* _Énoncé A_:
Combien de membres d'équipage ont perdu la vie dans l'explosion de la navette Challenger, d'après l'article sur l'oser dire ?
* _Énoncé B_:
Énumérez les possibles éléments explicatifs du manque d'écoute face aux risques de la navette Challenger que cite l'article sur l'oser dire.
* _Énoncé C_:
Recopiez le passage de l'article sur l'oser dire qui s'ouvre sur les mots contenant « L’oser dire, une » et se termine par « réussir leurs missions. ».

----- Document -----

L’oser dire, une compétence au cœur de l’efficacité – Manager de transition, #12
Lors de ses missions, un manager de transition challenge les process en place, quitte à éclairer certains sujets – pas toujours dans le sens du vent ! L’oser dire joue alors un rôle crucial pour avancer. De quoi s’agit-il ? Pourquoi cette dynamique mérite-t-elle d’être intégrée au fonctionnement des équipes en place – et à la culture d’entreprise ? Réponses avec le nouveau volet de notre série consacrée aux principales compétences mobilisées par les managers de transition pour réussir leurs missions.
Par Emmanuel Darcourt, partenaire de CAHRA.
Quel est le rapport entre la conquête spatiale et l’importance de l’oser dire ?
À ce stade, vous ne voyez sans doute pas le lien… mais vous allez comprendre. Pour cela, un flashback est nécessaire. 1986 : la navette spatiale américaine Challenger explose en plein vol. D’après un documentaire d’ARTE, ce tragique accident illustre, à l’extrême, les conséquences négatives d’un oser dire trop peu affirmé, et du manque d’écoute de ce qui est exprimé. À l’époque, les préoccupations relatives aux défauts de conception de la navette auraient été largement ignorées. Le drame qui en a découlé a provoqué le décès des sept membres d’équipage de la navette. Un ingénieur aurait pourtant averti sa hiérarchie des risques, mais cette dernière n’aurait pas donné suite. Pression des résultats, enjeux financiers et, aussi, culture du conformisme, font partie des possibles éléments explicatifs. D’autres hypothèses ont été avancées : par exemple, la Nasa aurait décidé de maintenir le lancement en toute connaissance du risque encouru – empêchant ainsi l’expression de l’oser dire.

----- Données fournies -----

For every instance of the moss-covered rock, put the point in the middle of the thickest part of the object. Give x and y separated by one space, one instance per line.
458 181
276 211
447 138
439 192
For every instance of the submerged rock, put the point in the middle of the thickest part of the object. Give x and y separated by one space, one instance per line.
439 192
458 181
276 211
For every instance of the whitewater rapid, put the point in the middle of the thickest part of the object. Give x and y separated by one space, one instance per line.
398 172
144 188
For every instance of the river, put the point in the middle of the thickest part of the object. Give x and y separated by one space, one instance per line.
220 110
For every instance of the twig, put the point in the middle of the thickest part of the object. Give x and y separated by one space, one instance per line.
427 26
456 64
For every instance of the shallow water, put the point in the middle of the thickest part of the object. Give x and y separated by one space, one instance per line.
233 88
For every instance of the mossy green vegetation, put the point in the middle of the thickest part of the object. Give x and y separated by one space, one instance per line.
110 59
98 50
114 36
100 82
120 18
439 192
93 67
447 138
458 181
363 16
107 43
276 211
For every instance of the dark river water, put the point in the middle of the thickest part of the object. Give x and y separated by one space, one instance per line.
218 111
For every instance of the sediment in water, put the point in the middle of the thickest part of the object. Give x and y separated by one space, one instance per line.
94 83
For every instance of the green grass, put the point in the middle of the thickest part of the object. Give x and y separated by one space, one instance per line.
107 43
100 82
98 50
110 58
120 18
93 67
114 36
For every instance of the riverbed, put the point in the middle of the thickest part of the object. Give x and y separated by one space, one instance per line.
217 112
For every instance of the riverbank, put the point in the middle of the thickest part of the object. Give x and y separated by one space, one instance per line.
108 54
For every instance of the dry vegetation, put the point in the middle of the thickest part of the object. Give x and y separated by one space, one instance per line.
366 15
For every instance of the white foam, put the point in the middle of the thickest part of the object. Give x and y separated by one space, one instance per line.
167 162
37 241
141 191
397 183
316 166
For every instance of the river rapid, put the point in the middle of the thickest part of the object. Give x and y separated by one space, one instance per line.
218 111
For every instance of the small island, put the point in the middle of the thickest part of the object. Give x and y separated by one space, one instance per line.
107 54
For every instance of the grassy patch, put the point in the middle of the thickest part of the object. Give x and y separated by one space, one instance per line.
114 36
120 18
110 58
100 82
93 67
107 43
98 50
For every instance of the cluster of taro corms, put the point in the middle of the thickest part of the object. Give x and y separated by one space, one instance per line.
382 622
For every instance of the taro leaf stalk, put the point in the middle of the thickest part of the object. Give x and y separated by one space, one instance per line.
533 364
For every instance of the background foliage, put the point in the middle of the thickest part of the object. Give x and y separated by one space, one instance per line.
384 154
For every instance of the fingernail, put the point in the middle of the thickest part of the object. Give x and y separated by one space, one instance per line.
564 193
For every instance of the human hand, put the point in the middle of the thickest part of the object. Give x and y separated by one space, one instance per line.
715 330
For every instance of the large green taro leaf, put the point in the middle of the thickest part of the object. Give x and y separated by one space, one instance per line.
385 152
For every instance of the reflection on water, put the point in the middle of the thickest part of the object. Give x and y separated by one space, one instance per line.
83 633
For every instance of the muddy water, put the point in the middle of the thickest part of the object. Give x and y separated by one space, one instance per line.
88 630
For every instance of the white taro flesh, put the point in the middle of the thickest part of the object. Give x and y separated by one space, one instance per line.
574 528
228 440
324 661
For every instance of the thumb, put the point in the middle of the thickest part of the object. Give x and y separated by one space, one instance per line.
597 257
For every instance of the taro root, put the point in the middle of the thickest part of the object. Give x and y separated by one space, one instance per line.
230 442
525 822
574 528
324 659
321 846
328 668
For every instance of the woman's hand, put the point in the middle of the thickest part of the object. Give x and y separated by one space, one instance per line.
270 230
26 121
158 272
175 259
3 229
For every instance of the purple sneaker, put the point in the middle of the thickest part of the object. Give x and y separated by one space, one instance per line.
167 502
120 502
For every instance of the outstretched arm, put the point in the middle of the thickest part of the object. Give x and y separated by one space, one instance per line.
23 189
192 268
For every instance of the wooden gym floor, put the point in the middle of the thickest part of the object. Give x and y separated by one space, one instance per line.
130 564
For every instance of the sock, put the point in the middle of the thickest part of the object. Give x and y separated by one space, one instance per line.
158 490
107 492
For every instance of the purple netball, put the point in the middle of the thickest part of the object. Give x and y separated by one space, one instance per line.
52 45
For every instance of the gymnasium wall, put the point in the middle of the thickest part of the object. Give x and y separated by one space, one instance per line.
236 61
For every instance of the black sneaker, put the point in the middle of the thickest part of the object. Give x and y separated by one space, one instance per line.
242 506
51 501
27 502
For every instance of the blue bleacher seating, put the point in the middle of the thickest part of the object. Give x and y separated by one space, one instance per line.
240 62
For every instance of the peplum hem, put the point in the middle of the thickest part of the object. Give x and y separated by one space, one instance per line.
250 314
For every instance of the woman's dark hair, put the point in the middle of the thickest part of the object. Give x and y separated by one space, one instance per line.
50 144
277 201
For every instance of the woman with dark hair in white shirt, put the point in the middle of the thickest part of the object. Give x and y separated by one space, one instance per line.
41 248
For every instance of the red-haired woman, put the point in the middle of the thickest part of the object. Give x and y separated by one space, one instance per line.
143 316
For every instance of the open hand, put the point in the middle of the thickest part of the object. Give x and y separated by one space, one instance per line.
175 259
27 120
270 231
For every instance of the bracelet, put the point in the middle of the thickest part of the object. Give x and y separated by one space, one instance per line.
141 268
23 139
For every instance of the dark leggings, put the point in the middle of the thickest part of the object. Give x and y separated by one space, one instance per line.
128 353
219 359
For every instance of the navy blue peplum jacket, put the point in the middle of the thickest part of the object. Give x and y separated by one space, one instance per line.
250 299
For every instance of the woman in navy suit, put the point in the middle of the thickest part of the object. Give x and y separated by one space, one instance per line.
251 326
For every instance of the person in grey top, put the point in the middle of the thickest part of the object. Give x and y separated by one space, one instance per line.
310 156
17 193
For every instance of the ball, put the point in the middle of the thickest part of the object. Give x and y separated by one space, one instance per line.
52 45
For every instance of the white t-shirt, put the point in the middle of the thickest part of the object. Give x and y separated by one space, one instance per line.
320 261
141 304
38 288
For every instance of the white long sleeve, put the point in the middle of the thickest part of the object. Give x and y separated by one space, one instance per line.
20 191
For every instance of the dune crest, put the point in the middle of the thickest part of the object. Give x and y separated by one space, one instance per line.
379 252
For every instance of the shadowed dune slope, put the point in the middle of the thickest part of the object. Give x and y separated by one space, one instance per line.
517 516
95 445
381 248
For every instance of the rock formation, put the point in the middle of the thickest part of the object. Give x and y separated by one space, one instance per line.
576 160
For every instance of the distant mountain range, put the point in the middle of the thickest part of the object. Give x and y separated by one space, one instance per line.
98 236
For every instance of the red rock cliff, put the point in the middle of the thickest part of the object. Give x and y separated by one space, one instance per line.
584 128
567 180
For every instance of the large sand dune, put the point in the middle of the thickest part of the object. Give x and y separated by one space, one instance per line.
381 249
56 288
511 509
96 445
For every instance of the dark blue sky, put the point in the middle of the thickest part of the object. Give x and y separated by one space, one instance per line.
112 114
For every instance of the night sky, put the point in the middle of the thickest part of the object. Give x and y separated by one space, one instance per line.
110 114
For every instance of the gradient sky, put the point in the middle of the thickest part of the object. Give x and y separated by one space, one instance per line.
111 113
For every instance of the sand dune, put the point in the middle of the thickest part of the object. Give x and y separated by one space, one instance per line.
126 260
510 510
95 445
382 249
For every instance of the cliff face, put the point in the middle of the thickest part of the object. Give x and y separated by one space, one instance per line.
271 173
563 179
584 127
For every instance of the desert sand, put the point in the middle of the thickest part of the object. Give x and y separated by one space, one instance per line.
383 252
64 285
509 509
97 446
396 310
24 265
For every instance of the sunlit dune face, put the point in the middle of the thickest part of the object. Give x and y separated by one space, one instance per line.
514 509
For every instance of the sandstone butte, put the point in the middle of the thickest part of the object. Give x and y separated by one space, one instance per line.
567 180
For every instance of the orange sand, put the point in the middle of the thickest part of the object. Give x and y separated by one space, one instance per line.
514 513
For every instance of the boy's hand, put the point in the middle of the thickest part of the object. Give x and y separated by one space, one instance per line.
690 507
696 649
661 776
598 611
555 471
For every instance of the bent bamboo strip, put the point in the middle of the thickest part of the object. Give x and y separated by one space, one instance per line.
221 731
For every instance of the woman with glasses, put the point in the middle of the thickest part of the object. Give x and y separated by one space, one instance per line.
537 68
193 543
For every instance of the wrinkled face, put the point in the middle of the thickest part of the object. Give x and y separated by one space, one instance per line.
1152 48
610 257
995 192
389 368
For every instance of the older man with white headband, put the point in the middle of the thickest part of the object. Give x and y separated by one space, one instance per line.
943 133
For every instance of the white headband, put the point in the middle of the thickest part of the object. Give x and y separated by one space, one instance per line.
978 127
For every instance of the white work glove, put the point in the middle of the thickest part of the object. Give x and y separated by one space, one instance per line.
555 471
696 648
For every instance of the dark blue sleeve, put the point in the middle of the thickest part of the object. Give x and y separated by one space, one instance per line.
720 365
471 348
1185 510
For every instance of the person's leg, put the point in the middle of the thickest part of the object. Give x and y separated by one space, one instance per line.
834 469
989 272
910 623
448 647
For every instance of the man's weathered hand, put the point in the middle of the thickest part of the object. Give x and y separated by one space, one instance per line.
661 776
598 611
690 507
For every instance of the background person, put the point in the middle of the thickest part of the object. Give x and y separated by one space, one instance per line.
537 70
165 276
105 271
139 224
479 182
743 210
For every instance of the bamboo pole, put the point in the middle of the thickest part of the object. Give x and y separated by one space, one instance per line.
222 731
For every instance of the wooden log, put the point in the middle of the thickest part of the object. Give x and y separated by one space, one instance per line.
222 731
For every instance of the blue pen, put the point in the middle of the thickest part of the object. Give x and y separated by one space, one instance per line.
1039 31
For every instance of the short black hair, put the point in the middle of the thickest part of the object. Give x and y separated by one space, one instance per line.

-----

* _Corrigé complet A_:
Les sept membres d'équipage de la navette.

* _Corrigé complet B_:
- Pression des résultats
- Enjeux financiers
- Culture du conformisme

* _Corrigé complet C_:
L’oser dire, une compétence au cœur de l’efficacité – Manager de transition, #12
Lors de ses missions, un manager de transition challenge les process en place, quitte à éclairer certains sujets – pas toujours dans le sens du vent ! L’oser dire joue alors un rôle crucial pour avancer. De quoi s’agit-il ? Pourquoi cette dynamique mérite-t-elle d’être intégrée au fonctionnement des équipes en place – et à la culture d’entreprise ? Réponses avec le nouveau volet de notre série consacrée aux principales compétences mobilisées par les managers de transition pour réussir leurs missions.